● **LESETEXT**
■ ■ ■ ■ ■ ■ ■

Und, wer hätte das gedacht: Gerade mächtige
Männer gehören zu den Dauerrednern.
Frauen sprechen in solchen
Situationen schneller und kürzer, denn die Wahrscheinlichkeit,
dass man ihnen ins Wort fällt, ist
deutlich größer.
„Redezeit ist ein Statussymbol", sagt Marianne Schmid Mast, Professorin für
Organisationsverhalten an der wirtschaftswissenschaftlichen Fakultät der
Universität Lausanne.
Dies
gilt nach den Feststellungen der deutsch-türkischen Schriftstellerin Hilal Sezgin auch für Fernseh-Talkshows:
Männer
könnten vor laufender Kamera etwa anderthalbmal so lange reden, ohne dass
irgendwer etwas dabei finde. Männer im vorgerückten Alter gäben jede noch so
periphere Anekdote von sich, 90 Sekunden oder gar 120 Sekunden lang. „Aber wenn du als Frau in einer schnellen
Talkshow 45, gar 60 Sekunden am Stück ergattern willst, musst du deine
Argumente gut sortieren und die Sätze möglichst präzise raushauen, Stück für
Stück", sagte Sezgin in
einem Interview.
(Quelle:
siehe oben)
Doch
Vorsicht: Nach einer Studie der Yale Universität werden Frauen mit hoher Rede-Intensität
von beiden Geschlechtern als aggressiv empfunden.
Bei Männern dagegen gilt es als normal, wenn sie ihren Standpunkt deutlich und
energisch vertreten.
Was
ich auch immer wieder beobachte, wenn eine Rednerin auftritt
(beispielsweise bei Begrüßungen auf Milongas): Die Damen sind schwerer
verständlich, da sie zu schnell,
zu leise und zu hoch sprechen. Noch eindrucksvoller ist das Baby-Gequäkse von jungen Damen, die sich für kommende Stars in der
Unterhaltungsbrache halten. Die Tragik ist halt: Ein höherer Tonfall – gar noch
mit dem Kindchenschema garniert – wirkt weiblicher. Tiefere, sonore Stimmen aber empfinden auch weibliche Zuhörer als angenehmer und überzeugender.
Kein Wunder, dass die Mehrzahl der Hörbücher
von Männern vorgelesen wird!

■ ■ ■ ■ ■ ■ ■

● **AUSGELESENE LISTE**

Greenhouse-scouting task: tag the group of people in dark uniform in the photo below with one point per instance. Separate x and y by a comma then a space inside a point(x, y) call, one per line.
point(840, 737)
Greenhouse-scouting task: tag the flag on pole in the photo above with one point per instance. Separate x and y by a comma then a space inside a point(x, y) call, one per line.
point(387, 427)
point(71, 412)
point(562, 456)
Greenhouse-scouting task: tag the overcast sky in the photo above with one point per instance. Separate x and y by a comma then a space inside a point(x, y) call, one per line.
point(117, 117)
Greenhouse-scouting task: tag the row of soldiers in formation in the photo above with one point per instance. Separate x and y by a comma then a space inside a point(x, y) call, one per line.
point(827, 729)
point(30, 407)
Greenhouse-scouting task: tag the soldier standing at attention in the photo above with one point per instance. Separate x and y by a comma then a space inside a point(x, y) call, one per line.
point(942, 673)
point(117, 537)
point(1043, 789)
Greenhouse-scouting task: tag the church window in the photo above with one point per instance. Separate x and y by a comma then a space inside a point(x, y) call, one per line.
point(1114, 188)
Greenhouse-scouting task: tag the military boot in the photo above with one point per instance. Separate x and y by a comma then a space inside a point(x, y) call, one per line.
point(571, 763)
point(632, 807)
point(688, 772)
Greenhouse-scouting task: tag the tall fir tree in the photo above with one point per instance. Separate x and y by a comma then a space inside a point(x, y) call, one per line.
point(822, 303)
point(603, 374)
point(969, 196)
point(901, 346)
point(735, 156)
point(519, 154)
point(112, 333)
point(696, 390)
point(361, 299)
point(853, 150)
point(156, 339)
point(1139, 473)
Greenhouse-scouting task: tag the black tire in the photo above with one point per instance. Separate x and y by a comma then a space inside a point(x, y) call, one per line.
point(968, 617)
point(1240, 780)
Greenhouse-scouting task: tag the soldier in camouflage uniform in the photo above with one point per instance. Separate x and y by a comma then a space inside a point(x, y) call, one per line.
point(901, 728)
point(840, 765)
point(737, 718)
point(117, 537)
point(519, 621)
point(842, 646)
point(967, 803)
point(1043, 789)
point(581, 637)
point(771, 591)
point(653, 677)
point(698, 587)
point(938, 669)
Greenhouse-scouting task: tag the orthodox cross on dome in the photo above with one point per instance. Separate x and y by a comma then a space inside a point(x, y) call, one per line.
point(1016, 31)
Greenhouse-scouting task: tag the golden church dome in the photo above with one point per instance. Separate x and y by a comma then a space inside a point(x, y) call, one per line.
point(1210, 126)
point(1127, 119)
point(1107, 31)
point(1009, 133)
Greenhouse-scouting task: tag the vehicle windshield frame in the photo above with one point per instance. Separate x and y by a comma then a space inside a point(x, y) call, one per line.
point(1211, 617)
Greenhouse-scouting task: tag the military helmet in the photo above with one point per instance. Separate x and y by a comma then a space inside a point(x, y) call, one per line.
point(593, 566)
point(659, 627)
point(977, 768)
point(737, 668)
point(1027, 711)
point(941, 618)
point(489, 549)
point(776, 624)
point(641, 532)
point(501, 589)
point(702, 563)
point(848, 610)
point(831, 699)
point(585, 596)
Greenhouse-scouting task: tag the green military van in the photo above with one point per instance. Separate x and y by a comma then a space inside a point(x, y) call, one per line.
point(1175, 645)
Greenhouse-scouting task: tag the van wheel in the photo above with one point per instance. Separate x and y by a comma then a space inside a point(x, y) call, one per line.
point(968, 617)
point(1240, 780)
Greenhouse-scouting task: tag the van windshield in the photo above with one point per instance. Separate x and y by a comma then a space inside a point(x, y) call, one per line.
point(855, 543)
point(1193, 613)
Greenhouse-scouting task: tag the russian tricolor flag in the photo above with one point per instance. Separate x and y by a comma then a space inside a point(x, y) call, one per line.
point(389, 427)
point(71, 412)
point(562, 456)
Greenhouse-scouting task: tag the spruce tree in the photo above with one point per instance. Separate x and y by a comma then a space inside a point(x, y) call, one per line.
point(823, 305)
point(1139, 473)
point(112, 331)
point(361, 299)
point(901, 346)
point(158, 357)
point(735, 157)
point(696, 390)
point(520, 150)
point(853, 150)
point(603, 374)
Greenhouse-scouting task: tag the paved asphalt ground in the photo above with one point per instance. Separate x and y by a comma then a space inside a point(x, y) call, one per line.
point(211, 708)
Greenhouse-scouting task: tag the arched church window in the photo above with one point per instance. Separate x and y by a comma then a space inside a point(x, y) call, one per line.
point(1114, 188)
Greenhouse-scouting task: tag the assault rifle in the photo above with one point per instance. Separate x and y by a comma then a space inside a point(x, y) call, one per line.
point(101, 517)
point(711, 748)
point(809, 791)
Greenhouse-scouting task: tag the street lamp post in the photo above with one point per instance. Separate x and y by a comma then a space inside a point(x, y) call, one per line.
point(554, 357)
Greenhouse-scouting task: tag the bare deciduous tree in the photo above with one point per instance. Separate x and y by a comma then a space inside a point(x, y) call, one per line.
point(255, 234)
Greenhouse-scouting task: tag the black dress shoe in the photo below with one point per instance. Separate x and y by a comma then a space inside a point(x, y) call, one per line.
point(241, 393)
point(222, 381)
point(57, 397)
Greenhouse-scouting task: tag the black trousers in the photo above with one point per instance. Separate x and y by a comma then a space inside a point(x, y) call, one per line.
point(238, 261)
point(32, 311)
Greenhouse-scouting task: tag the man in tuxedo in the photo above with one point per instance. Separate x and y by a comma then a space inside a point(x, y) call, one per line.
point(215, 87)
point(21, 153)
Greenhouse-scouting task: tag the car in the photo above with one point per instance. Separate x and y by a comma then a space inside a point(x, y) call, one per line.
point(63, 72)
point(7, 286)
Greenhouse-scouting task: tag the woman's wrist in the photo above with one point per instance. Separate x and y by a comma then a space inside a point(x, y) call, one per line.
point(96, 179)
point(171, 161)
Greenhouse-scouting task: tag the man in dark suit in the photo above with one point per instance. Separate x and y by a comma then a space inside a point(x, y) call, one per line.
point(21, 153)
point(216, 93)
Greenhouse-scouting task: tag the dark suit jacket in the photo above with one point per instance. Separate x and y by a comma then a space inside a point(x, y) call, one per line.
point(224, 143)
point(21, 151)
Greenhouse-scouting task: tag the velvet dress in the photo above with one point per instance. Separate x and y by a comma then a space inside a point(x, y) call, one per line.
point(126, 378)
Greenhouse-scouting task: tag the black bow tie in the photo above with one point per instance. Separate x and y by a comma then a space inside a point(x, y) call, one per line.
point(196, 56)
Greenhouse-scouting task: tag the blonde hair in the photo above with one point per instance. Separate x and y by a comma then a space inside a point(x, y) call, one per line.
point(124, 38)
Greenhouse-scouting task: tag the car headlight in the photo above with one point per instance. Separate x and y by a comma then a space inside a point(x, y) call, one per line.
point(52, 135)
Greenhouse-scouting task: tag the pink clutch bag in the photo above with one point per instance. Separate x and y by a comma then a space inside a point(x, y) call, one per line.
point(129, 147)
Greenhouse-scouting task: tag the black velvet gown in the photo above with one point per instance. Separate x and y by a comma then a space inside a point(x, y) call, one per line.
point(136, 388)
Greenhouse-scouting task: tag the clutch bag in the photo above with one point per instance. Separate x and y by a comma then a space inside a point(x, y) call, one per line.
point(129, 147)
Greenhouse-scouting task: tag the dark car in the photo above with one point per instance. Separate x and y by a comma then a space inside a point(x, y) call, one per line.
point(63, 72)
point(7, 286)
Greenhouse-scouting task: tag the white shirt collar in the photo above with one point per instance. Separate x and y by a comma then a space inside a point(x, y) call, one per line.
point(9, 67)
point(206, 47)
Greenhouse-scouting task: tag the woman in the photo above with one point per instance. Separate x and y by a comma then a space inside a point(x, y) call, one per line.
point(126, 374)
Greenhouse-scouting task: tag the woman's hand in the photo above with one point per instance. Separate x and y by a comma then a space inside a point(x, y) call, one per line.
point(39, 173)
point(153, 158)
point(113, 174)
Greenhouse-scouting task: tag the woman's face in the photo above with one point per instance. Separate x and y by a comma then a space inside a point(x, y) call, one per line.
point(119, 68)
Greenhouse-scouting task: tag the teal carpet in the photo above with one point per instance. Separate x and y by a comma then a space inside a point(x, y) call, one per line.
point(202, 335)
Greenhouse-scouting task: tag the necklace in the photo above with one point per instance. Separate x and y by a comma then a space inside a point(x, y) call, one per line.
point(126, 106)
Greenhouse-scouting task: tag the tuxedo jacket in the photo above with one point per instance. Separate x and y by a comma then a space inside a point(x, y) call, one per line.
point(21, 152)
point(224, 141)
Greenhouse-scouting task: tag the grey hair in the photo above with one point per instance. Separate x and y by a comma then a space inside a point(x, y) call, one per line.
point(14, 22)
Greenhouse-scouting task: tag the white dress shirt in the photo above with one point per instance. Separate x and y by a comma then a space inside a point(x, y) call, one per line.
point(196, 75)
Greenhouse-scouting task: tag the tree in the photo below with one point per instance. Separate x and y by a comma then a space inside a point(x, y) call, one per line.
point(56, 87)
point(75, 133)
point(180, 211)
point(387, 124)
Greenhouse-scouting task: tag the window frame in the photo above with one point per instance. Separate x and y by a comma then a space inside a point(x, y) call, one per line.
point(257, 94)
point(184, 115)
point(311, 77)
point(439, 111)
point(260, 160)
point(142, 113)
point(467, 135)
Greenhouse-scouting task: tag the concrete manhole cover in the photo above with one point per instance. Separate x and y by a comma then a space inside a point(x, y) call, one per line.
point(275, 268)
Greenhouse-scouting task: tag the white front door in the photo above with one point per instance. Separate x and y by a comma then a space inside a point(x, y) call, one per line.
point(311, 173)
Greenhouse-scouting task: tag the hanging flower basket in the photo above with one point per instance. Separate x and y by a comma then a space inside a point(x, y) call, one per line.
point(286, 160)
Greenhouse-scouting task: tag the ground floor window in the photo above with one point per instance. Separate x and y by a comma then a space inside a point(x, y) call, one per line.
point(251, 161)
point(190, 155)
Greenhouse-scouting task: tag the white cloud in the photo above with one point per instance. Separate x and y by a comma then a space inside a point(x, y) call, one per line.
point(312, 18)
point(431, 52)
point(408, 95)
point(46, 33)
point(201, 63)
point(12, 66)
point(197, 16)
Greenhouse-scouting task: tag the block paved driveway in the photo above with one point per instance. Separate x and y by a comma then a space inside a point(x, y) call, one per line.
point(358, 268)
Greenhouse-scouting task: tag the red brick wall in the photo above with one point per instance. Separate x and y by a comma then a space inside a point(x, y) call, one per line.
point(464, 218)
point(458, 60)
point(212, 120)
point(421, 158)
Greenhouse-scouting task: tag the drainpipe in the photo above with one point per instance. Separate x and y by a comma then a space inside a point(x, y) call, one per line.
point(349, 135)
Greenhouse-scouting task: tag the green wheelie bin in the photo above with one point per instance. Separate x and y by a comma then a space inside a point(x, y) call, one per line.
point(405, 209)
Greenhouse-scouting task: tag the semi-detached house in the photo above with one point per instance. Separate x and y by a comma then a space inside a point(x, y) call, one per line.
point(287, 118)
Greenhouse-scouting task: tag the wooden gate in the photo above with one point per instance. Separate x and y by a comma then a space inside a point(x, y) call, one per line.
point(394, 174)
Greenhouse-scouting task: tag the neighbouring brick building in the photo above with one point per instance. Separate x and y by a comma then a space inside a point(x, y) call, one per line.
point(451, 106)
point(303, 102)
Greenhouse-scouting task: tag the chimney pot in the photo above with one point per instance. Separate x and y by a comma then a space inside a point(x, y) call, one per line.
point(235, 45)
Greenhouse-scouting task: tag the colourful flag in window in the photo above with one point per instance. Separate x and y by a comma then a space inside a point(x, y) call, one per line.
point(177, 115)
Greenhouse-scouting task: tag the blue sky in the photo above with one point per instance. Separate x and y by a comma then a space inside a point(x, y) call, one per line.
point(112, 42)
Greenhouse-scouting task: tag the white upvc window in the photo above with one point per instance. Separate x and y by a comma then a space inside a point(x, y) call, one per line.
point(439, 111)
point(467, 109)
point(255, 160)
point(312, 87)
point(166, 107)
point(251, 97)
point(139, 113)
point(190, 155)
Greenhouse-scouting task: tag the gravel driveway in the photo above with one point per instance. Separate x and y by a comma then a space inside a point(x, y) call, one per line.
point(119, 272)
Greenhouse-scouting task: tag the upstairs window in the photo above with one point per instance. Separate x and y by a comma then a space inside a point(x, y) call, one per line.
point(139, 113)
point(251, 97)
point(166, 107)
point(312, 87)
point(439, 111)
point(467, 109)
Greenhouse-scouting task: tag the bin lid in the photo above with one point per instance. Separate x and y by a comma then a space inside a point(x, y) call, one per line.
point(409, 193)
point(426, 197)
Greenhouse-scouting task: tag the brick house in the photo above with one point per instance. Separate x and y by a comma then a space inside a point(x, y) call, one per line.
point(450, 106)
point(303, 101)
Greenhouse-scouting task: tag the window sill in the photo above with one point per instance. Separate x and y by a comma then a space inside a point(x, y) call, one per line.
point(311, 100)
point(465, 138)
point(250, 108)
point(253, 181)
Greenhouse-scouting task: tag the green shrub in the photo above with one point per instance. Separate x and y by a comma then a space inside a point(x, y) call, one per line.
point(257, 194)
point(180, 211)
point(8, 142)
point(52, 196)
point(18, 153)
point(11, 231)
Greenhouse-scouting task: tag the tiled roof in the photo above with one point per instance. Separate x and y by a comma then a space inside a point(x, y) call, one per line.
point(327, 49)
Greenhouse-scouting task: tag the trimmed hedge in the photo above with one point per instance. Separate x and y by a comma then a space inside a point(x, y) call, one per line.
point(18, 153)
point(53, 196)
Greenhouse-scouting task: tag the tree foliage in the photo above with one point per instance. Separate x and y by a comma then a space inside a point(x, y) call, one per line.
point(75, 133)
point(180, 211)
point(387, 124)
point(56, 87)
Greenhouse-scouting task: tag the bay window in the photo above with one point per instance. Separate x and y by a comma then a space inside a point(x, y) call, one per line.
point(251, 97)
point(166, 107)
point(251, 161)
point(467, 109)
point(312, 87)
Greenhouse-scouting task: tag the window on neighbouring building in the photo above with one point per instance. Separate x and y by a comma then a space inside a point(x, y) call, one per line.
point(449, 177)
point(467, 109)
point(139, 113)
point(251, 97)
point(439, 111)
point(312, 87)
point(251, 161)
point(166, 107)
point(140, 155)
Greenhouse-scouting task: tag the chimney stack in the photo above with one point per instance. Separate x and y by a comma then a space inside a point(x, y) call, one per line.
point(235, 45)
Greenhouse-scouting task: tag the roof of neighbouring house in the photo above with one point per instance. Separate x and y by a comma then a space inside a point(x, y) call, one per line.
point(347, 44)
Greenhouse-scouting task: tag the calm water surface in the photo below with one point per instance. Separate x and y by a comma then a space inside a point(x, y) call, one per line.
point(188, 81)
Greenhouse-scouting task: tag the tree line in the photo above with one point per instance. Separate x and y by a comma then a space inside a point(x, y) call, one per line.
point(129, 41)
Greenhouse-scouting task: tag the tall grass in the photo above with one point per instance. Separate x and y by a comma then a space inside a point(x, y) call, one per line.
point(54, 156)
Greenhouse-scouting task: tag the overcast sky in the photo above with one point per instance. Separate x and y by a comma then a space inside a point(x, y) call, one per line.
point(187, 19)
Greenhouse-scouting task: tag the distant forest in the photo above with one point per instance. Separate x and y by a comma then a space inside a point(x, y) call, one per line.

■ ■ ■ ■ ■ ■ ■

● **ZIEL DER AUFGABE**
Schreiben Sie aus dem Lesetext wortgetreu den Abschnitt ab, der mit den Wörtern „Bei Männern dagegen“ anfängt und mit „angenehmer und überzeugender.“ schließt. Die Liste hat mit dem Lesetext nichts zu tun.

● **LÖSUNG DER AUFGABE**
Bei Männern dagegen gilt es als normal, wenn sie ihren Standpunkt deutlich und
energisch vertreten.
Was
ich auch immer wieder beobachte, wenn eine Rednerin auftritt
(beispielsweise bei Begrüßungen auf Milongas): Die Damen sind schwerer
verständlich, da sie zu schnell,
zu leise und zu hoch sprechen. Noch eindrucksvoller ist das Baby-Gequäkse von jungen Damen, die sich für kommende Stars in der
Unterhaltungsbrache halten. Die Tragik ist halt: Ein höherer Tonfall – gar noch
mit dem Kindchenschema garniert – wirkt weiblicher. Tiefere, sonore Stimmen aber empfinden auch weibliche Zuhörer als angenehmer und überzeugender.